(Natural-language object grounding data)

- - - -

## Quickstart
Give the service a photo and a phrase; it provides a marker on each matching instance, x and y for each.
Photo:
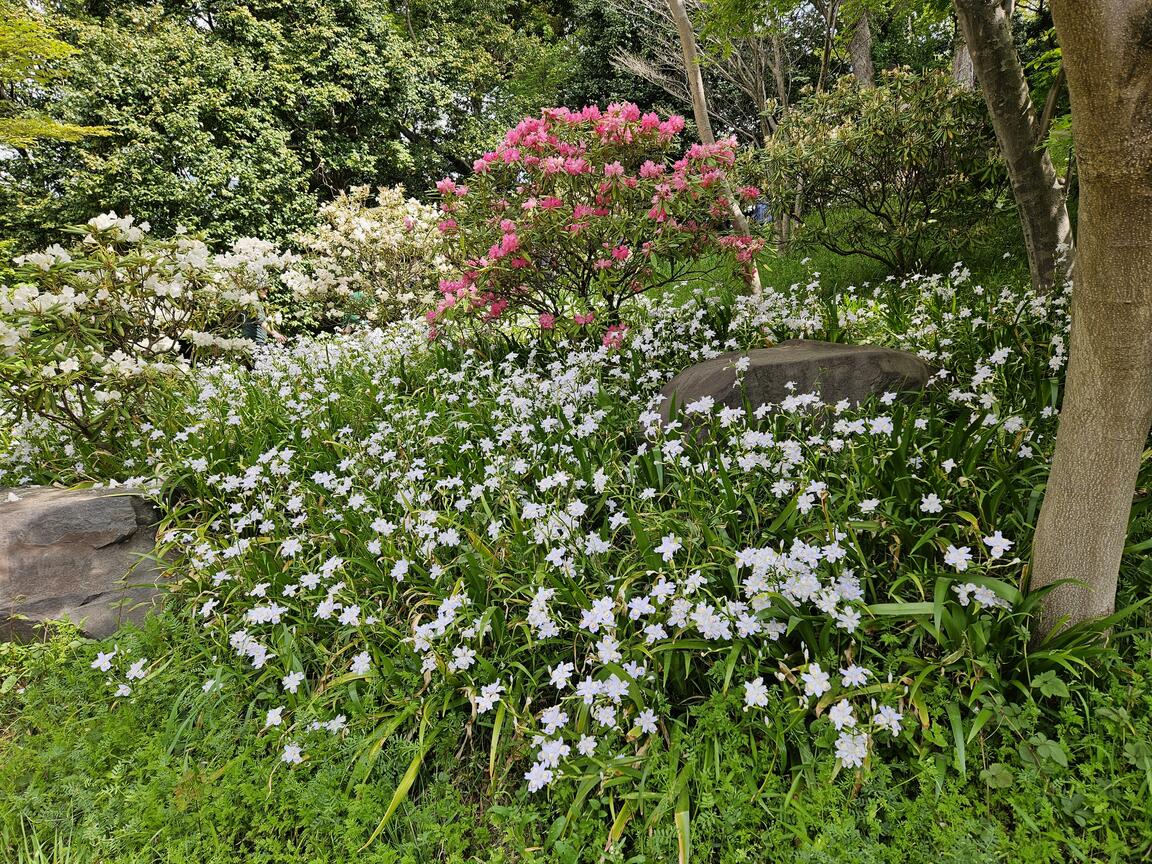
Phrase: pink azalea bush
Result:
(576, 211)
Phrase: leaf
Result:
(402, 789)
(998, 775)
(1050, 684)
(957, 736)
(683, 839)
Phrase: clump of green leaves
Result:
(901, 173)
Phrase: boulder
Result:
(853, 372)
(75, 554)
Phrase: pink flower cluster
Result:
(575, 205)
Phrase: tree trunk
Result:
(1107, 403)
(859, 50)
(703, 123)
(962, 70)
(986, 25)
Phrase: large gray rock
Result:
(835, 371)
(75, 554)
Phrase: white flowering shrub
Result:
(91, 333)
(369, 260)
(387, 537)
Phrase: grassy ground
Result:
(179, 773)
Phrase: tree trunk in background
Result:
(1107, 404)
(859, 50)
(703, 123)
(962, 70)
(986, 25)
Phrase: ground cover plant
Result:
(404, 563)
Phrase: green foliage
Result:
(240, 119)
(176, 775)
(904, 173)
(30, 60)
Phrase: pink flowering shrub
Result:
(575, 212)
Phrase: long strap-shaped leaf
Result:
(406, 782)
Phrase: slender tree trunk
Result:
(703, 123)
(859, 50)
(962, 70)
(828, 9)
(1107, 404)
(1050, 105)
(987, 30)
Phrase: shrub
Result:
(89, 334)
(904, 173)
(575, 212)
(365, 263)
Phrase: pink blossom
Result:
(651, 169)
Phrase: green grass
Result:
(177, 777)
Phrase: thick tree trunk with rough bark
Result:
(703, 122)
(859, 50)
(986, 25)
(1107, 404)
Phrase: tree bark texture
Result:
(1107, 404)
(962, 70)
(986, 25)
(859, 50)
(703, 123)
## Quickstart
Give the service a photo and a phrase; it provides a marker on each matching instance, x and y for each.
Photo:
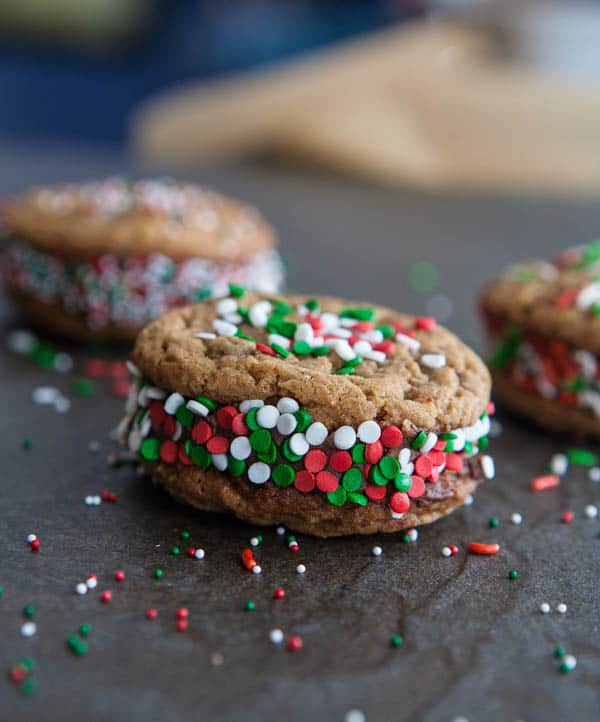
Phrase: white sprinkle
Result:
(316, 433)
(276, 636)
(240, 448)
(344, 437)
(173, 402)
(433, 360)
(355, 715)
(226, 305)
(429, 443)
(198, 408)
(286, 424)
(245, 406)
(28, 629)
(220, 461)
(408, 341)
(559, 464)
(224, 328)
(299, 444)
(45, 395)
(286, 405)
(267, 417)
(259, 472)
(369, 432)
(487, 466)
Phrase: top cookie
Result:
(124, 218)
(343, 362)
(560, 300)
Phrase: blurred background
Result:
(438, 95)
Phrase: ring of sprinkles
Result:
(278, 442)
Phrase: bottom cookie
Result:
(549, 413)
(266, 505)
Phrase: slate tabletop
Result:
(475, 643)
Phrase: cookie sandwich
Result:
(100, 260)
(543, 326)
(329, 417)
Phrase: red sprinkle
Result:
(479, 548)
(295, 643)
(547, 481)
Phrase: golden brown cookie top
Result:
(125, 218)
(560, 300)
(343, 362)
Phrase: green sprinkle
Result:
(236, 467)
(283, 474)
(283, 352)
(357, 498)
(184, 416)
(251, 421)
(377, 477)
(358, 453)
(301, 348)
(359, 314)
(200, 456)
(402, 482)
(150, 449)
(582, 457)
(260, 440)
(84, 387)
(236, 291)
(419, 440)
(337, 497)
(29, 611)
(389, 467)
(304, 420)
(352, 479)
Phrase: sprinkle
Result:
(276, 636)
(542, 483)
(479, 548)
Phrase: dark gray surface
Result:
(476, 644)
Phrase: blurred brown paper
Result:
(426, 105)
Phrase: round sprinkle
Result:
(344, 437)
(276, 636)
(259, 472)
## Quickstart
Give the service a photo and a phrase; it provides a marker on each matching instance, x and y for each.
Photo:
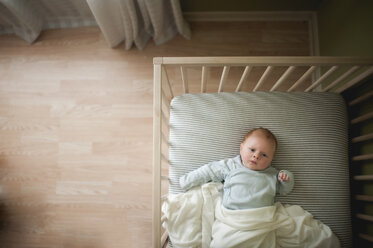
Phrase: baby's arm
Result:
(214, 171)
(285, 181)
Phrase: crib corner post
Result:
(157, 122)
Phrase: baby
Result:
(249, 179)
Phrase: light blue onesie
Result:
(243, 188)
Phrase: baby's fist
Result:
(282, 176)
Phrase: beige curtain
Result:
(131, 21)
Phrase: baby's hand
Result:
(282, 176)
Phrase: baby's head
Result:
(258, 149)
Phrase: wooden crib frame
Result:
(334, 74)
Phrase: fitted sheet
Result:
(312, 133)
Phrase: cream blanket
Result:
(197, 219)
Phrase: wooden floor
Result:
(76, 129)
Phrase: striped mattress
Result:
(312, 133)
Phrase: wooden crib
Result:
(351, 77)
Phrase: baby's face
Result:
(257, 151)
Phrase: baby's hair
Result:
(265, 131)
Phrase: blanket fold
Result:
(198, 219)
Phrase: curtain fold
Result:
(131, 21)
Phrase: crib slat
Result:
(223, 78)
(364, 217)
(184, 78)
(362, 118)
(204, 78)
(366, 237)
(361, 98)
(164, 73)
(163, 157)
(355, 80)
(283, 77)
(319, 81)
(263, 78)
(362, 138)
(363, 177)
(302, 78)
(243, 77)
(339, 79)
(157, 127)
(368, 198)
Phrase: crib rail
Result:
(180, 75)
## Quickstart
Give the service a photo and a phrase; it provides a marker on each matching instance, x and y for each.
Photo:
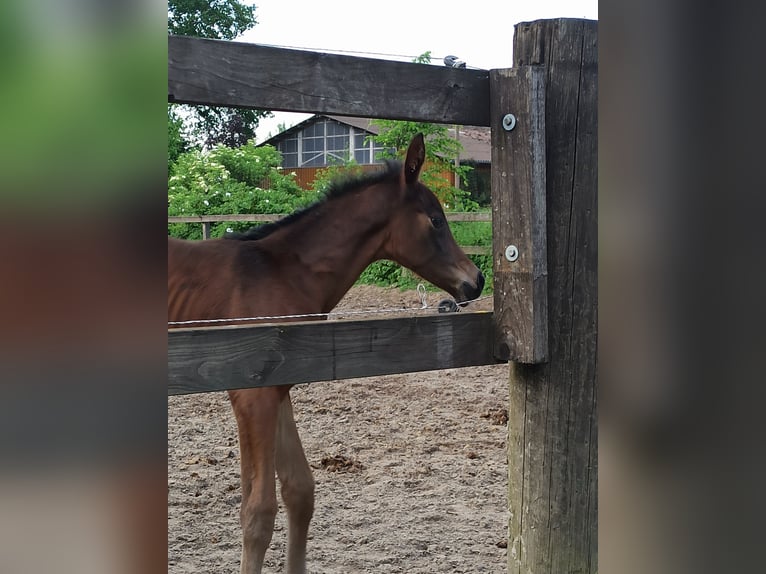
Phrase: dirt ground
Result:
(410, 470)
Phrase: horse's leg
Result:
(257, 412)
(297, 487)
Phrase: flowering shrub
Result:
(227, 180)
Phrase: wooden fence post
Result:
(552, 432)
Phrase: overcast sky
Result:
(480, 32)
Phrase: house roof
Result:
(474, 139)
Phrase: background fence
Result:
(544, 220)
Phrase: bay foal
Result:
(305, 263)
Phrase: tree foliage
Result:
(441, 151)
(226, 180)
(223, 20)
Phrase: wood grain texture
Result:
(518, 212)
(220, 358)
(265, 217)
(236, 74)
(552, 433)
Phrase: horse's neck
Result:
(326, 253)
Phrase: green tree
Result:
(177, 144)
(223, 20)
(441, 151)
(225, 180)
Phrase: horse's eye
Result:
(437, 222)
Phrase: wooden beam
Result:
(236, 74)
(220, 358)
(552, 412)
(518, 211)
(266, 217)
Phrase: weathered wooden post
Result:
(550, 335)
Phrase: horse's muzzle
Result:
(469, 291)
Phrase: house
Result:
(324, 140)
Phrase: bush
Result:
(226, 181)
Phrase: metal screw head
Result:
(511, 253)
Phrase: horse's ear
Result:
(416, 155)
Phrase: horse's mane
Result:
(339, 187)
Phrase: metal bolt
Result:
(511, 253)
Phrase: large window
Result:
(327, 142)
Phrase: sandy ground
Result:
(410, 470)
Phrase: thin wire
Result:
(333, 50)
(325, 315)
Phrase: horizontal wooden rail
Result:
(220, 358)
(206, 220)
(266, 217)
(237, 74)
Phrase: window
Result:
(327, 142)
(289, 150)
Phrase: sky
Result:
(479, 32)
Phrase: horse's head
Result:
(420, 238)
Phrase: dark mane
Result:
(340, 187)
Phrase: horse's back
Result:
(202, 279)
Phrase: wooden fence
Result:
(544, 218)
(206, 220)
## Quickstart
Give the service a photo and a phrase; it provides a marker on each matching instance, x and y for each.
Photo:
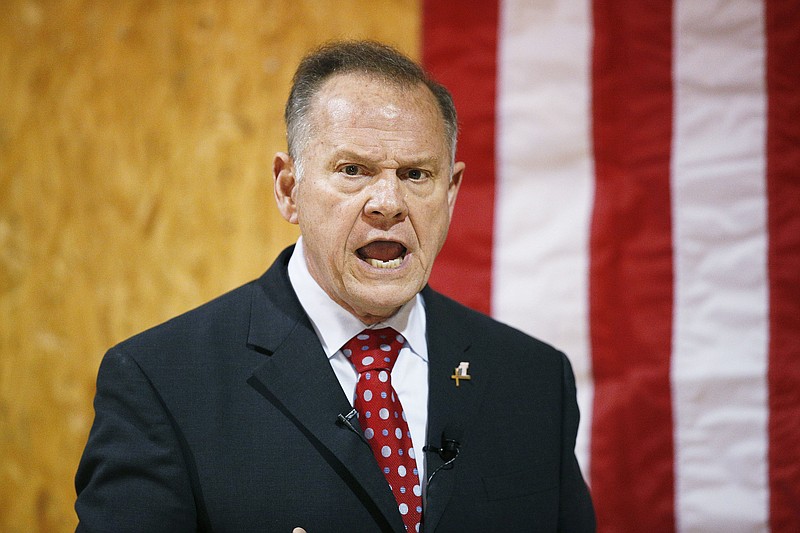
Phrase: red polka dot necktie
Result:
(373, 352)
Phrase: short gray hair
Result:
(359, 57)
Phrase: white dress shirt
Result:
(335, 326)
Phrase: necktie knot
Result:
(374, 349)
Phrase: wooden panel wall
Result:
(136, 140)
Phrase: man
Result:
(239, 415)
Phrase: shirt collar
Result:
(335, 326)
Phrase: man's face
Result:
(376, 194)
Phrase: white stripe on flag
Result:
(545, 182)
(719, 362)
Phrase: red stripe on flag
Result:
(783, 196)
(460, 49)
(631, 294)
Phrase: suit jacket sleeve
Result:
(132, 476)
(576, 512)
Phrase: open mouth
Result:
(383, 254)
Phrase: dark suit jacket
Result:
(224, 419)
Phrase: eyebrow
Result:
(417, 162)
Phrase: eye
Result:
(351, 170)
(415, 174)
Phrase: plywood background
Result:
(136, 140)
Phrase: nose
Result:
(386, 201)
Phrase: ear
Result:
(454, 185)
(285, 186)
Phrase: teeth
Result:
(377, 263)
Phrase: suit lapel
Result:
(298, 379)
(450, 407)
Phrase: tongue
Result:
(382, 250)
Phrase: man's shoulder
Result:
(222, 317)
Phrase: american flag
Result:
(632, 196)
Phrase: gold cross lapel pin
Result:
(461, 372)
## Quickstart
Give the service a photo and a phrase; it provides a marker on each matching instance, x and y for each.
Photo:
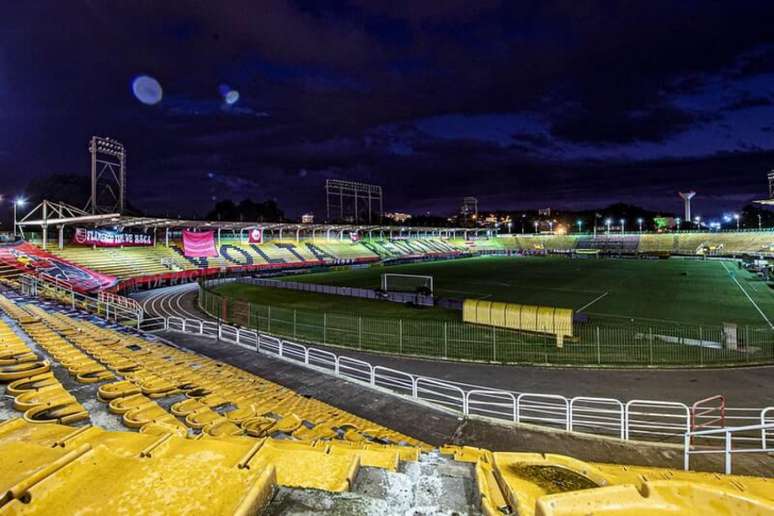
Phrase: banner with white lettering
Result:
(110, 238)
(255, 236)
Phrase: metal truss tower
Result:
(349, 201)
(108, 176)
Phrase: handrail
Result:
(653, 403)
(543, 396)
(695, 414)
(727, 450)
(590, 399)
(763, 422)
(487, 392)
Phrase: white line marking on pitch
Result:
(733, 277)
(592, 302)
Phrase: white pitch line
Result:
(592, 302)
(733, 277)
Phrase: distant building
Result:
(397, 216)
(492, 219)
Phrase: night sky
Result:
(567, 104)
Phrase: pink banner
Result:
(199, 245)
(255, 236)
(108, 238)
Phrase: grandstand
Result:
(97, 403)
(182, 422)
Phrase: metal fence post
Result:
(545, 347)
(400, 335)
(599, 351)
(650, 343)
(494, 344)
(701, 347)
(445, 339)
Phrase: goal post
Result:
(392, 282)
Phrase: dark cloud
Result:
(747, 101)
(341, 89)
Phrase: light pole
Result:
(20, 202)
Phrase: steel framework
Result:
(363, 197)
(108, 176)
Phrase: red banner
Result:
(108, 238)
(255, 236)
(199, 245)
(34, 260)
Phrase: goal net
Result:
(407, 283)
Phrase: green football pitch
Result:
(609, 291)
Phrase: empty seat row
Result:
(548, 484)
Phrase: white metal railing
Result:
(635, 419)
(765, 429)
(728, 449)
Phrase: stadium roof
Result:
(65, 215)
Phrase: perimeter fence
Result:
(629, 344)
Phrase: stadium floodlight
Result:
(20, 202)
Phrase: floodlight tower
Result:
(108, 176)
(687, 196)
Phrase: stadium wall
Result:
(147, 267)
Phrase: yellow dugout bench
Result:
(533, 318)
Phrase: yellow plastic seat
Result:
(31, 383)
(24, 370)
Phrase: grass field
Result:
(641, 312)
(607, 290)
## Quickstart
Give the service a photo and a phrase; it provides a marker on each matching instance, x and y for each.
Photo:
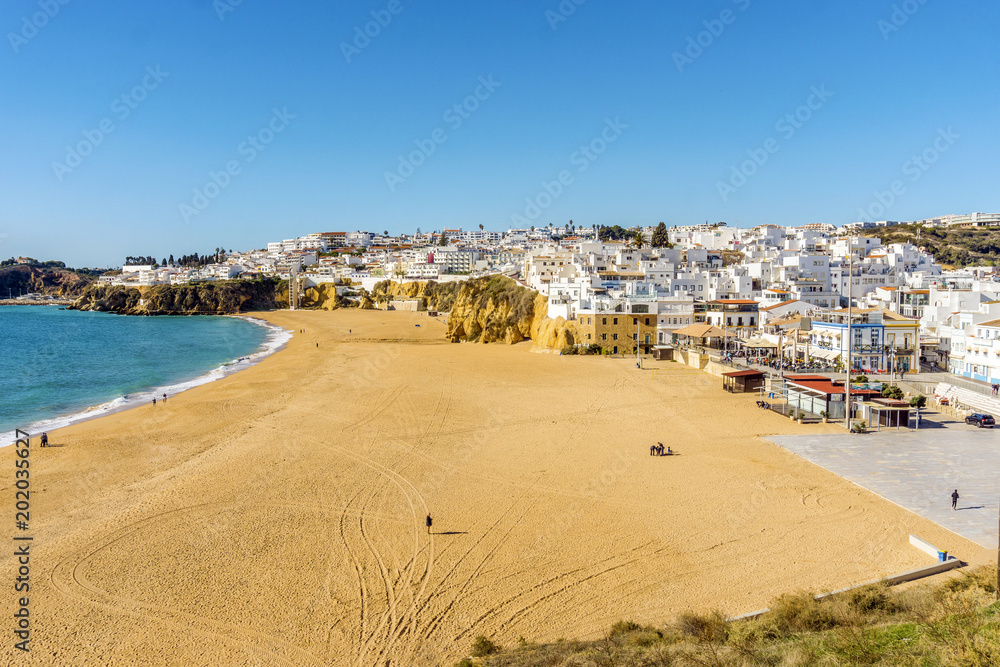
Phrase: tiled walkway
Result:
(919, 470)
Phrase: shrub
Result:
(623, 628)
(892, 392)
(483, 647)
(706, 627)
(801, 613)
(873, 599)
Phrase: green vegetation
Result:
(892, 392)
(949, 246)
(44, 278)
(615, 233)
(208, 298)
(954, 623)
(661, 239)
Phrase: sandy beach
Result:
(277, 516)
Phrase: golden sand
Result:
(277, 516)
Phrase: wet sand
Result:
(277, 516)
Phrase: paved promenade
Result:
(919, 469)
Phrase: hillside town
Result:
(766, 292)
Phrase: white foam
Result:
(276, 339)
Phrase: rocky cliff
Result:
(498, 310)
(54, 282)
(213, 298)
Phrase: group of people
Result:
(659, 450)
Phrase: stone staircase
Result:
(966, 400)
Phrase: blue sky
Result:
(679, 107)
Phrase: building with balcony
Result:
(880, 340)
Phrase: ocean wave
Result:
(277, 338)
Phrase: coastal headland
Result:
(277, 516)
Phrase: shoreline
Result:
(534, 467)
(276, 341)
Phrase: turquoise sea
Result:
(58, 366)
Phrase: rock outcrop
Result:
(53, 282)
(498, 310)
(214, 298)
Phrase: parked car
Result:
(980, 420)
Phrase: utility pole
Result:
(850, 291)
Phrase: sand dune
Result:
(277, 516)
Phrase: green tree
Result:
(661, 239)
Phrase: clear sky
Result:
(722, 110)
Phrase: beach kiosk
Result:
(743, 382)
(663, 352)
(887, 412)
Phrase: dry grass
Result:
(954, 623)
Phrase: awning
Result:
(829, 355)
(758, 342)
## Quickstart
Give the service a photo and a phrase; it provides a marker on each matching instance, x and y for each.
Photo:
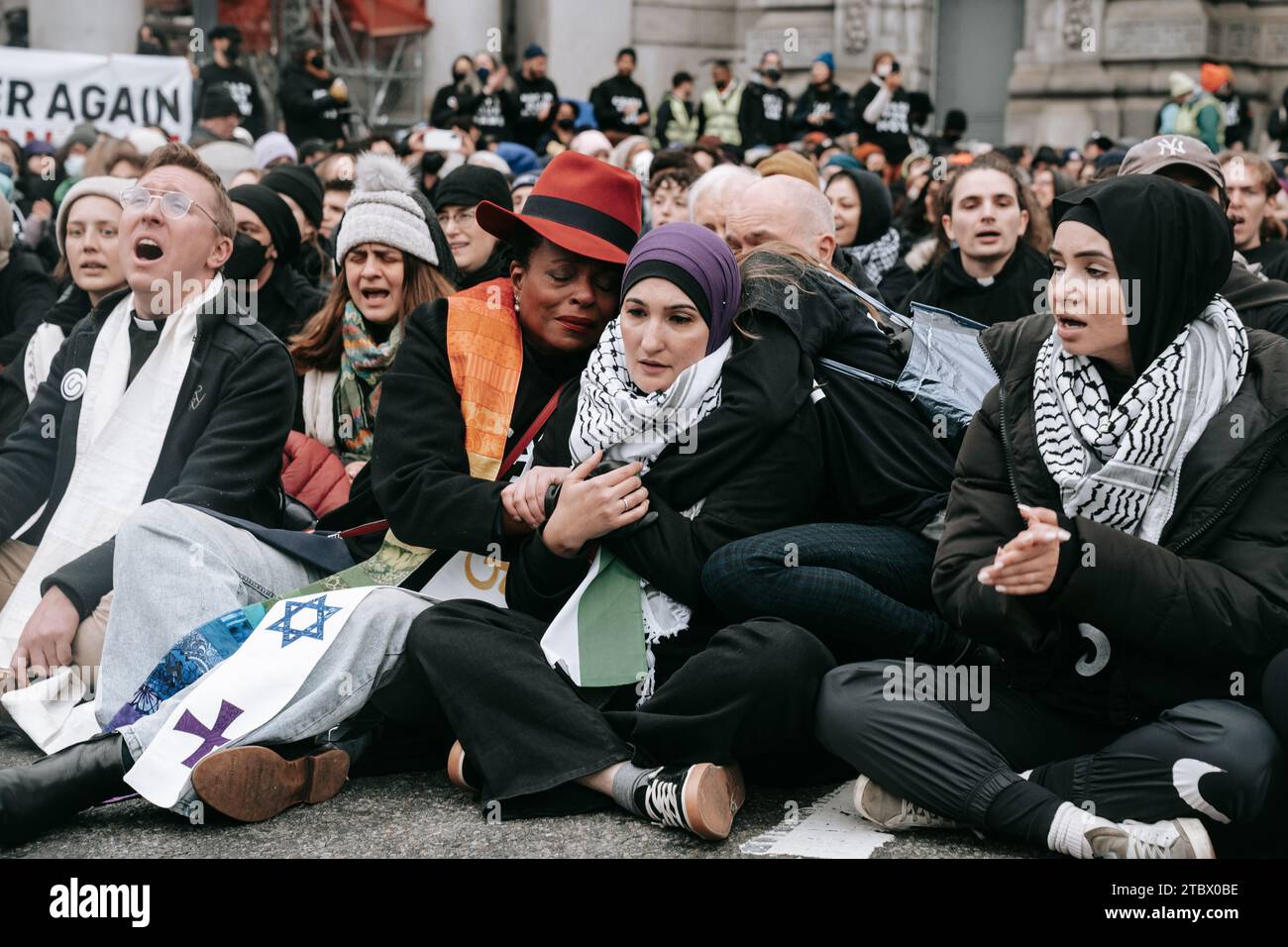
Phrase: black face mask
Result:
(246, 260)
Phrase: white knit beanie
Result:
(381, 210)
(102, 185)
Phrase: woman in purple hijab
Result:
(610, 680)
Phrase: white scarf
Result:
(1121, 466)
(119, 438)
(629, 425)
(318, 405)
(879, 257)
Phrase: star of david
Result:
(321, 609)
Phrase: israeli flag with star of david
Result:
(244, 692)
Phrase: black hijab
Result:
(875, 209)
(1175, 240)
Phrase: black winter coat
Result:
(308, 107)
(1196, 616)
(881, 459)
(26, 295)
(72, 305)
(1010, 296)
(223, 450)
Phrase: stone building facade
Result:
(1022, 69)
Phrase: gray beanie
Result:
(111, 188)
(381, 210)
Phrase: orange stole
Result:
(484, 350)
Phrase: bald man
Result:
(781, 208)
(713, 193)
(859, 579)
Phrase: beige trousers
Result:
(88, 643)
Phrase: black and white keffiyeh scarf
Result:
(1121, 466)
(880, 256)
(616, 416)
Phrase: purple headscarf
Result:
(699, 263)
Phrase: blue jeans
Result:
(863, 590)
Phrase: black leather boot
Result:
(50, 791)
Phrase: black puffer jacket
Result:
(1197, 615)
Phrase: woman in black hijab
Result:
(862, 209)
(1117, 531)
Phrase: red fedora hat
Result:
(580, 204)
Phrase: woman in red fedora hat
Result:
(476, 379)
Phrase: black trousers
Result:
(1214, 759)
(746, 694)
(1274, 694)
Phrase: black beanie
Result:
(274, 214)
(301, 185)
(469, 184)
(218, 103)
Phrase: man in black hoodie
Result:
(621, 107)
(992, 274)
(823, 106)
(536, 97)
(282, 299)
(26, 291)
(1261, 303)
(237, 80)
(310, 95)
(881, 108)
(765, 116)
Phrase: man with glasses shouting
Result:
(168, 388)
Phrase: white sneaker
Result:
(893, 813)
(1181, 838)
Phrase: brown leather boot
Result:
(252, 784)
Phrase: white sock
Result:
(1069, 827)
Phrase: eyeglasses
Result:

- - - -

Would you copy, unchanged, the stretch of the records above that begins at the line containing "Phrase: pink azalea bush" and ends at the line containing "Phrase: tree bark texture", and only that?

• Written reply
Phrase: pink azalea bush
Result:
(576, 211)
Phrase: leaf
Result:
(402, 789)
(998, 775)
(1050, 684)
(957, 736)
(683, 839)
Phrase: clump of green leaves
Result:
(901, 173)
Phrase: boulder
Result:
(853, 372)
(75, 554)
Phrase: pink flower cluster
Result:
(575, 205)
Phrase: tree trunk
Result:
(1107, 403)
(859, 50)
(703, 123)
(962, 70)
(986, 25)
Phrase: large gray rock
Result:
(835, 371)
(75, 554)
Phrase: white flowering shrub
Result:
(91, 333)
(369, 260)
(387, 537)
Phrase: grassy ground
Result:
(179, 773)
Phrase: tree trunk in background
Result:
(1107, 404)
(859, 50)
(703, 123)
(962, 70)
(986, 25)
Phrase: ground cover plant
Result:
(404, 563)
Phrase: green foliage
Result:
(240, 119)
(176, 775)
(904, 173)
(30, 60)
Phrase: pink flowering shrub
Result:
(575, 212)
Phrase: long strap-shaped leaf
Result:
(406, 782)
Phrase: slender tree trunk
Result:
(703, 123)
(859, 50)
(962, 70)
(828, 9)
(1107, 404)
(1050, 105)
(987, 30)
Phrase: shrub
Result:
(89, 334)
(904, 173)
(575, 212)
(365, 263)
Phrase: pink blossom
Result:
(651, 169)
Phrase: green grass
Result:
(177, 777)
Phrase: thick tree trunk with rough bark
Result:
(703, 122)
(859, 50)
(986, 25)
(1107, 404)
Phrase: tree bark texture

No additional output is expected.